## Task objective
In the material below, write out verbatim the lines starting at the line that contains "landing gear strut?" and ending at the line that contains "104), (51, 102)]", including both of those lines.

## Supplied entries
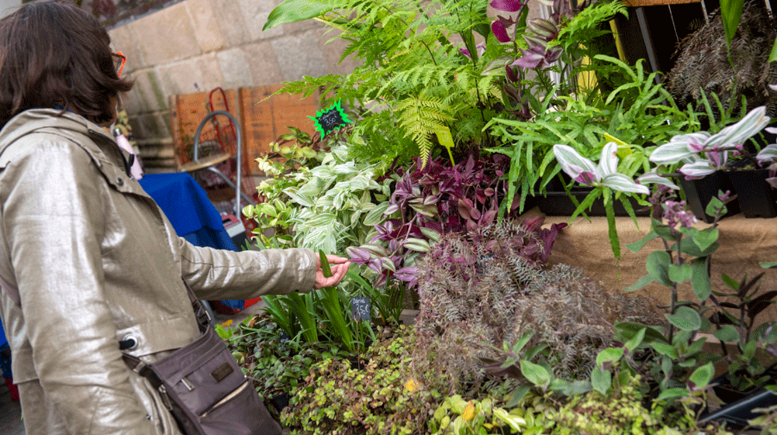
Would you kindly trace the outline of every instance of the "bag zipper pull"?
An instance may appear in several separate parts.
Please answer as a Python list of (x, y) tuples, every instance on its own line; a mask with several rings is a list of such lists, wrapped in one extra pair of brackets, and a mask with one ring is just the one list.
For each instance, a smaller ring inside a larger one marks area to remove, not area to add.
[(167, 388), (164, 385), (159, 385), (159, 395), (162, 396), (162, 402), (167, 408), (168, 411), (172, 410), (172, 404), (170, 403), (170, 398), (167, 395)]
[(181, 378), (181, 384), (183, 384), (183, 386), (190, 392), (194, 391), (194, 385), (190, 382), (186, 378)]

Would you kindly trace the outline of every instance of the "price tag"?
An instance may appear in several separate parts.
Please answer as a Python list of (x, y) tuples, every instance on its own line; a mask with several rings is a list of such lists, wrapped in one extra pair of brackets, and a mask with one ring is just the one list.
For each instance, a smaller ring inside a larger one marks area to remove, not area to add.
[(356, 320), (357, 322), (360, 320), (370, 322), (371, 311), (371, 305), (370, 304), (369, 298), (364, 296), (361, 298), (350, 298), (350, 313), (354, 320)]
[(353, 122), (348, 119), (348, 114), (343, 110), (340, 101), (326, 109), (319, 110), (315, 113), (315, 117), (308, 117), (315, 121), (315, 128), (321, 132), (322, 137)]

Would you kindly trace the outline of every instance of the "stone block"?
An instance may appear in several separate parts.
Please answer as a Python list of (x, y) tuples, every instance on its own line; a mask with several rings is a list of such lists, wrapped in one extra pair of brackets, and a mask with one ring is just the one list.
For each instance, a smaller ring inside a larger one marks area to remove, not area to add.
[(210, 91), (223, 82), (215, 55), (207, 55), (158, 68), (160, 88), (165, 97)]
[(284, 34), (283, 26), (277, 26), (267, 32), (262, 31), (262, 27), (267, 22), (267, 17), (275, 6), (283, 0), (238, 0), (242, 11), (243, 21), (248, 30), (251, 40), (260, 40), (274, 38)]
[(194, 64), (200, 75), (199, 88), (206, 92), (218, 86), (224, 87), (224, 75), (215, 53), (195, 58)]
[(130, 92), (119, 96), (119, 99), (121, 100), (121, 106), (127, 110), (127, 113), (140, 113), (148, 110), (143, 106), (145, 102), (138, 88), (137, 82), (135, 82), (135, 85), (130, 89)]
[(129, 25), (138, 37), (143, 60), (148, 65), (180, 61), (200, 53), (184, 2), (149, 14)]
[(218, 17), (211, 0), (188, 0), (183, 2), (189, 12), (197, 44), (203, 53), (221, 50), (225, 47), (224, 36), (218, 26)]
[(147, 68), (132, 75), (135, 85), (128, 94), (128, 99), (135, 99), (137, 112), (127, 108), (130, 113), (155, 112), (167, 110), (167, 96), (162, 91), (156, 70)]
[(224, 75), (225, 89), (253, 85), (251, 67), (246, 53), (239, 48), (220, 51), (216, 55)]
[(315, 19), (305, 19), (305, 21), (288, 23), (280, 26), (280, 27), (283, 29), (284, 33), (288, 36), (307, 32), (308, 30), (312, 29), (321, 29), (324, 26), (325, 24)]
[(284, 82), (299, 80), (303, 75), (318, 77), (329, 73), (329, 66), (319, 45), (322, 32), (316, 29), (270, 41)]
[(170, 136), (168, 123), (164, 119), (166, 112), (155, 112), (153, 113), (141, 113), (130, 121), (132, 132), (135, 137), (141, 139), (155, 137), (167, 137)]
[(121, 51), (127, 56), (124, 71), (122, 74), (129, 74), (145, 66), (142, 52), (138, 47), (139, 40), (133, 32), (132, 23), (114, 27), (108, 32), (110, 37), (113, 50)]
[(276, 85), (283, 82), (280, 67), (269, 42), (250, 44), (243, 47), (251, 68), (254, 86)]
[(213, 0), (213, 8), (225, 47), (235, 47), (251, 40), (242, 11), (235, 0)]

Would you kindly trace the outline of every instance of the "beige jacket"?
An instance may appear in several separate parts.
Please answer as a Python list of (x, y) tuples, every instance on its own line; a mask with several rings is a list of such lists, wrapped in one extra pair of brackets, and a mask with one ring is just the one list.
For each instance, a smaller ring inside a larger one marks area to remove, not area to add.
[(307, 291), (316, 257), (192, 245), (104, 129), (57, 113), (0, 131), (0, 317), (26, 433), (177, 433), (118, 342), (153, 362), (197, 336), (182, 277), (206, 300)]

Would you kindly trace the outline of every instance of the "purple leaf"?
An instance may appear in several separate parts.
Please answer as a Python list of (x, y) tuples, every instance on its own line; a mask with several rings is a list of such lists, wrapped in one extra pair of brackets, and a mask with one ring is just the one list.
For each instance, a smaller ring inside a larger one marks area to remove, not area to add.
[(518, 0), (493, 0), (491, 2), (491, 7), (497, 11), (505, 12), (517, 12), (524, 5)]
[(514, 62), (510, 64), (513, 66), (521, 67), (528, 69), (534, 69), (538, 67), (545, 61), (545, 53), (538, 53), (533, 49), (523, 50), (521, 49), (521, 52), (523, 53), (523, 56), (517, 59)]
[(491, 32), (493, 33), (493, 36), (497, 37), (497, 40), (500, 43), (508, 43), (512, 40), (510, 39), (510, 35), (507, 34), (507, 29), (501, 21), (497, 20), (491, 23)]

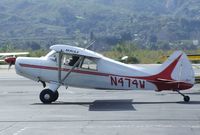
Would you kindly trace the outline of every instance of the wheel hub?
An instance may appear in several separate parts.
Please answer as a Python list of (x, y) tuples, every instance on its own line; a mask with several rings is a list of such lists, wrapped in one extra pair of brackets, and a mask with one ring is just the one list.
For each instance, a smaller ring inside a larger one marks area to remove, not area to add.
[(49, 100), (50, 99), (50, 95), (49, 94), (45, 94), (44, 95), (44, 99)]

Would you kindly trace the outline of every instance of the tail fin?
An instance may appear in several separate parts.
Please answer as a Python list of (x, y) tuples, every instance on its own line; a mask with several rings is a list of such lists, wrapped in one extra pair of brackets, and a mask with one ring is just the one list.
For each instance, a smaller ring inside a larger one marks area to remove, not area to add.
[(161, 79), (174, 80), (189, 84), (195, 83), (194, 71), (187, 55), (175, 51), (159, 68), (157, 74)]

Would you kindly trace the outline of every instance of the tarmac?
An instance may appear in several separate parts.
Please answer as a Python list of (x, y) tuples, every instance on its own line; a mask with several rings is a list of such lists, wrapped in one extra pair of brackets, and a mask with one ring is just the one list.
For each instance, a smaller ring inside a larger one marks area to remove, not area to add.
[(42, 104), (42, 85), (0, 69), (0, 135), (199, 135), (200, 85), (175, 92), (65, 87)]

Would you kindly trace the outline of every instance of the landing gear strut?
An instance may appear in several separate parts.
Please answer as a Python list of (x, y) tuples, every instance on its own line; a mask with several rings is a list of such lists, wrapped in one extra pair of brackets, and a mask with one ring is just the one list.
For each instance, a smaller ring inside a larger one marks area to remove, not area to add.
[(183, 96), (183, 100), (185, 102), (189, 102), (190, 101), (190, 97), (189, 96), (186, 96), (184, 95), (183, 93), (181, 93), (179, 90), (176, 90), (181, 96)]
[(56, 101), (58, 99), (58, 97), (59, 97), (59, 93), (57, 90), (55, 92), (53, 92), (50, 89), (44, 89), (40, 93), (40, 100), (44, 104), (51, 104), (51, 102)]

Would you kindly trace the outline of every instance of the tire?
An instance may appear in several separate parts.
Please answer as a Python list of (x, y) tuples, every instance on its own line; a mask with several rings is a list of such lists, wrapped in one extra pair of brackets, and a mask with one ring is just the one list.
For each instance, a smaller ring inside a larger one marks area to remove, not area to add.
[(183, 99), (184, 99), (185, 102), (189, 102), (190, 101), (190, 97), (189, 96), (184, 96)]
[(58, 91), (55, 91), (55, 92), (53, 92), (53, 94), (54, 94), (54, 97), (53, 97), (53, 102), (54, 102), (58, 99), (59, 93), (58, 93)]
[(40, 93), (40, 100), (44, 104), (51, 104), (51, 102), (53, 102), (53, 100), (55, 99), (54, 95), (55, 95), (54, 92), (51, 91), (50, 89), (44, 89)]

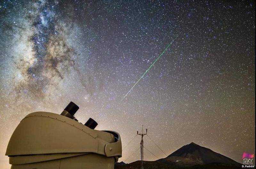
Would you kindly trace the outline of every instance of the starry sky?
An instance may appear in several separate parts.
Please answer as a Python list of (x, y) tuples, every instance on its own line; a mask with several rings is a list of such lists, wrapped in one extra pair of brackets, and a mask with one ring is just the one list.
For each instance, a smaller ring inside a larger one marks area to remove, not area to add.
[[(70, 101), (80, 122), (91, 117), (96, 129), (120, 134), (119, 161), (139, 147), (139, 136), (126, 146), (143, 124), (167, 154), (193, 142), (242, 162), (244, 152), (255, 153), (255, 8), (254, 1), (1, 1), (0, 164), (25, 116), (60, 113)], [(144, 145), (165, 157), (147, 137)], [(144, 152), (144, 160), (157, 159)]]

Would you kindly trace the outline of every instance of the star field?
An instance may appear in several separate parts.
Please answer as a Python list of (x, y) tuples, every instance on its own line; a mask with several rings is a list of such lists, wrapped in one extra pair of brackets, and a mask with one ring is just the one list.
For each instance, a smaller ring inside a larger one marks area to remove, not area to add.
[(26, 115), (70, 101), (77, 119), (116, 131), (123, 148), (143, 124), (167, 155), (191, 142), (240, 162), (255, 154), (254, 1), (5, 0), (0, 16), (3, 164)]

## Answer to the task
Would you kindly trace the outline of every instance of the landing gear strut?
An instance may appear in several separate parts.
Please answer as a Python list of (x, y) tuples, every instance on its own line; a mask with several rings is a list of such lists, wrapped in one extra pair of brackets, and a mask with one ring is just the one list.
For each instance, a smaller ring inside a larger one marks area to remove, not area to add.
[(183, 96), (183, 100), (185, 102), (189, 102), (190, 101), (190, 97), (189, 96), (186, 96), (184, 95), (183, 93), (181, 93), (179, 90), (176, 90), (181, 96)]
[(56, 101), (58, 99), (58, 97), (59, 97), (59, 93), (57, 90), (55, 92), (53, 92), (50, 89), (44, 89), (40, 93), (40, 100), (44, 104), (51, 104), (51, 102)]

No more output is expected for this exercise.